_TASK REQUIREMENTS_
What is needed is an exact copy of the entries, with the pictures excluded.

━━━━━━━━━━

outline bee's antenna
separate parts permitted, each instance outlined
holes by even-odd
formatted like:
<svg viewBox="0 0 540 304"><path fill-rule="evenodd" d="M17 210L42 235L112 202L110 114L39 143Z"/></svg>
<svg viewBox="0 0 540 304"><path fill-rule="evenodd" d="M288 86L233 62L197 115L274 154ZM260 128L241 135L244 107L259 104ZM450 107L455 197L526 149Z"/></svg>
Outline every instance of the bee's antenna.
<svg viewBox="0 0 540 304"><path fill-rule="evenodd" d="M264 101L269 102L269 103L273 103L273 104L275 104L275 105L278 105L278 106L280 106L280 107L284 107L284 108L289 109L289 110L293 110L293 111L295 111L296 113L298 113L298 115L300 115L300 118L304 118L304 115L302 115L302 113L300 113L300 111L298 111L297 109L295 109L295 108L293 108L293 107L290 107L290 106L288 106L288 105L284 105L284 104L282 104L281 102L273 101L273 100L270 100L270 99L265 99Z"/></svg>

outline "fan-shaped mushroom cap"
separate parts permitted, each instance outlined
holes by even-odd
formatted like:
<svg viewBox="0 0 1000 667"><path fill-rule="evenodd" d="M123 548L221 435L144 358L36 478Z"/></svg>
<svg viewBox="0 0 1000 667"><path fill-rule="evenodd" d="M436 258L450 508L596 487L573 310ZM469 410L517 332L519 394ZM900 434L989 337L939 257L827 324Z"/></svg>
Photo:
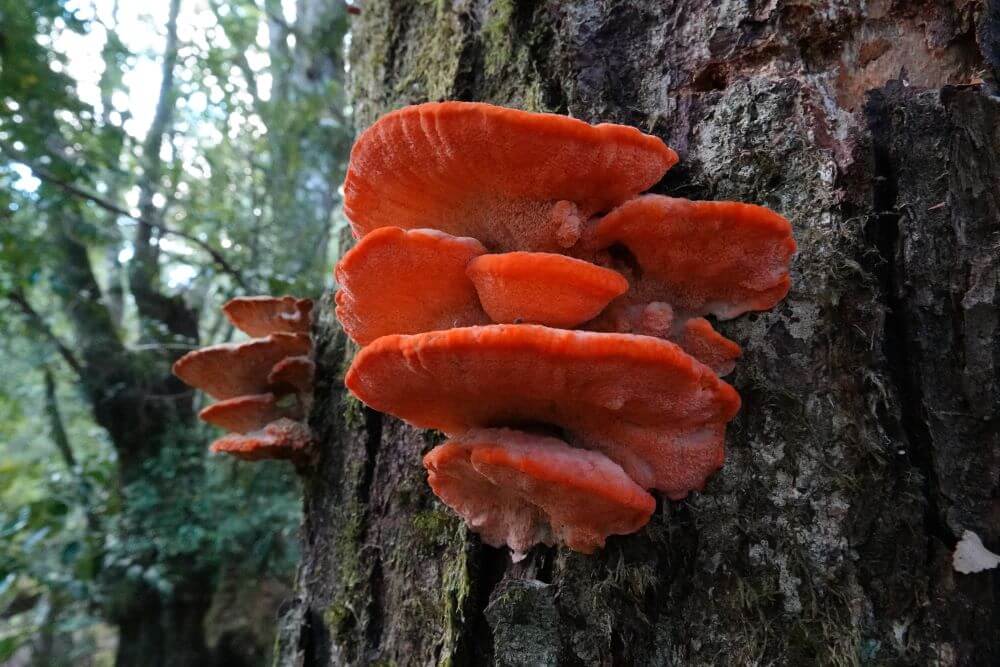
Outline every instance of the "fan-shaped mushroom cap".
<svg viewBox="0 0 1000 667"><path fill-rule="evenodd" d="M312 450L309 428L291 419L273 421L259 431L232 433L212 443L213 452L232 454L244 461L284 459L296 464L308 462Z"/></svg>
<svg viewBox="0 0 1000 667"><path fill-rule="evenodd" d="M313 302L291 296L241 296L230 299L222 312L248 336L273 333L309 333Z"/></svg>
<svg viewBox="0 0 1000 667"><path fill-rule="evenodd" d="M545 423L673 498L722 465L736 391L649 336L490 325L385 336L345 379L359 399L421 428Z"/></svg>
<svg viewBox="0 0 1000 667"><path fill-rule="evenodd" d="M299 419L302 407L291 395L279 398L271 393L253 394L213 403L198 413L198 417L227 431L249 433L282 417Z"/></svg>
<svg viewBox="0 0 1000 667"><path fill-rule="evenodd" d="M666 338L718 375L731 373L736 367L736 359L742 354L739 345L718 333L705 318L674 317L674 309L662 301L631 305L616 302L597 319L588 322L586 328L588 331Z"/></svg>
<svg viewBox="0 0 1000 667"><path fill-rule="evenodd" d="M433 229L382 227L337 264L337 318L367 345L392 333L486 324L465 266L486 248Z"/></svg>
<svg viewBox="0 0 1000 667"><path fill-rule="evenodd" d="M285 357L308 354L306 334L275 333L245 343L213 345L188 352L174 363L174 375L216 400L264 394L267 376Z"/></svg>
<svg viewBox="0 0 1000 667"><path fill-rule="evenodd" d="M712 328L704 317L692 317L684 323L678 341L684 351L719 375L729 375L743 354L739 345Z"/></svg>
<svg viewBox="0 0 1000 667"><path fill-rule="evenodd" d="M546 252L480 255L466 267L494 322L575 327L624 294L628 281L611 269Z"/></svg>
<svg viewBox="0 0 1000 667"><path fill-rule="evenodd" d="M316 364L309 357L286 357L276 363L267 375L272 387L288 386L299 394L311 394Z"/></svg>
<svg viewBox="0 0 1000 667"><path fill-rule="evenodd" d="M724 319L783 299L795 252L791 225L763 206L661 195L611 211L587 229L583 245L619 244L641 267L623 301L664 301L676 311Z"/></svg>
<svg viewBox="0 0 1000 667"><path fill-rule="evenodd" d="M492 251L558 251L583 221L651 185L677 162L623 125L440 102L387 114L351 151L344 211L357 236L433 227Z"/></svg>
<svg viewBox="0 0 1000 667"><path fill-rule="evenodd" d="M424 457L434 493L515 560L538 543L582 553L646 525L656 502L599 452L509 429L469 431Z"/></svg>

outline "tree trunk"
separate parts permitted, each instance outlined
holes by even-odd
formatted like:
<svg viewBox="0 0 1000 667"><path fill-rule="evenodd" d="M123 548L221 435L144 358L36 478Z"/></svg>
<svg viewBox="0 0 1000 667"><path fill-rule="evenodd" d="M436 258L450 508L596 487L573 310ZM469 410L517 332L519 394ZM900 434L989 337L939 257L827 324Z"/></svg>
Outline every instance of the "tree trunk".
<svg viewBox="0 0 1000 667"><path fill-rule="evenodd" d="M358 4L359 129L440 99L634 125L681 155L655 192L770 206L799 252L721 326L723 470L593 556L483 546L427 488L435 436L345 394L321 309L278 663L997 664L997 571L951 563L966 530L1000 551L996 6Z"/></svg>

━━━━━━━━━━

_EXERCISE RESPONSE_
outline bee's antenna
separate parts permitted, each instance outlined
holes by even-odd
formatted like:
<svg viewBox="0 0 540 304"><path fill-rule="evenodd" d="M17 210L42 235L112 202L110 114L39 143Z"/></svg>
<svg viewBox="0 0 540 304"><path fill-rule="evenodd" d="M288 86L233 62L197 115L274 154ZM260 128L241 135L244 107L259 104ZM450 107L455 197L526 149Z"/></svg>
Outline every instance of the bee's antenna.
<svg viewBox="0 0 540 304"><path fill-rule="evenodd" d="M264 101L269 102L269 103L273 103L273 104L275 104L275 105L278 105L278 106L280 106L280 107L284 107L284 108L289 109L289 110L293 110L293 111L295 111L296 113L298 113L298 115L300 115L300 118L304 118L304 115L302 115L302 113L300 113L300 111L298 111L297 109L295 109L295 108L293 108L293 107L290 107L290 106L288 106L288 105L284 105L284 104L282 104L281 102L273 101L273 100L270 100L270 99L265 99Z"/></svg>

outline "fan-shaped mushroom cap"
separate parts permitted, each instance outlined
holes by even-odd
formatted like:
<svg viewBox="0 0 1000 667"><path fill-rule="evenodd" d="M123 548L221 435L144 358L36 478Z"/></svg>
<svg viewBox="0 0 1000 667"><path fill-rule="evenodd" d="M436 258L450 508L596 487L573 310ZM469 410L517 332L519 394ZM900 434L989 337L939 257L827 324Z"/></svg>
Photo:
Outline every instance of the "fan-shaped mushroom cap".
<svg viewBox="0 0 1000 667"><path fill-rule="evenodd" d="M312 450L309 428L291 419L273 421L259 431L232 433L212 443L213 452L232 454L244 461L284 459L296 464L308 462Z"/></svg>
<svg viewBox="0 0 1000 667"><path fill-rule="evenodd" d="M313 302L291 296L241 296L230 299L222 312L248 336L273 333L309 333Z"/></svg>
<svg viewBox="0 0 1000 667"><path fill-rule="evenodd" d="M545 423L673 498L722 465L736 391L649 336L490 325L385 336L345 379L359 399L421 428Z"/></svg>
<svg viewBox="0 0 1000 667"><path fill-rule="evenodd" d="M299 419L302 407L291 395L279 398L271 393L253 394L213 403L198 413L198 417L227 431L249 433L282 417Z"/></svg>
<svg viewBox="0 0 1000 667"><path fill-rule="evenodd" d="M666 338L718 375L731 373L736 367L736 359L742 354L739 345L718 333L705 318L674 317L674 309L662 301L631 305L616 302L597 319L588 322L586 328L588 331Z"/></svg>
<svg viewBox="0 0 1000 667"><path fill-rule="evenodd" d="M433 229L382 227L337 264L337 318L367 345L392 333L486 324L465 266L486 248Z"/></svg>
<svg viewBox="0 0 1000 667"><path fill-rule="evenodd" d="M285 357L308 354L306 334L275 333L245 343L213 345L188 352L174 363L174 375L216 400L264 394L267 376Z"/></svg>
<svg viewBox="0 0 1000 667"><path fill-rule="evenodd" d="M712 328L704 317L692 317L684 323L678 341L684 351L719 375L729 375L743 354L739 345Z"/></svg>
<svg viewBox="0 0 1000 667"><path fill-rule="evenodd" d="M546 252L480 255L466 267L494 322L575 327L624 294L628 281L611 269Z"/></svg>
<svg viewBox="0 0 1000 667"><path fill-rule="evenodd" d="M316 364L309 357L286 357L276 363L267 375L272 387L288 386L299 394L311 394Z"/></svg>
<svg viewBox="0 0 1000 667"><path fill-rule="evenodd" d="M724 319L783 299L795 252L791 225L763 206L661 195L611 211L587 229L583 245L619 244L641 267L623 301L664 301L676 311Z"/></svg>
<svg viewBox="0 0 1000 667"><path fill-rule="evenodd" d="M492 251L558 251L583 221L651 185L677 162L623 125L440 102L387 114L351 151L344 211L357 236L433 227Z"/></svg>
<svg viewBox="0 0 1000 667"><path fill-rule="evenodd" d="M424 457L434 493L515 560L538 543L582 553L646 525L656 502L599 452L509 429L469 431Z"/></svg>

outline "tree trunk"
separate parts permitted, each instance outlined
holes by even-odd
formatted like:
<svg viewBox="0 0 1000 667"><path fill-rule="evenodd" d="M123 548L221 435L144 358L36 478Z"/></svg>
<svg viewBox="0 0 1000 667"><path fill-rule="evenodd" d="M436 258L450 508L596 487L573 310ZM469 410L517 332L519 394ZM900 434L989 337L939 257L827 324Z"/></svg>
Outline every instance of the "tree trunk".
<svg viewBox="0 0 1000 667"><path fill-rule="evenodd" d="M358 4L359 129L440 99L634 125L681 155L655 192L770 206L799 252L721 326L723 470L593 556L483 546L427 488L435 436L345 394L321 309L278 663L997 664L997 571L951 563L966 530L1000 551L996 6Z"/></svg>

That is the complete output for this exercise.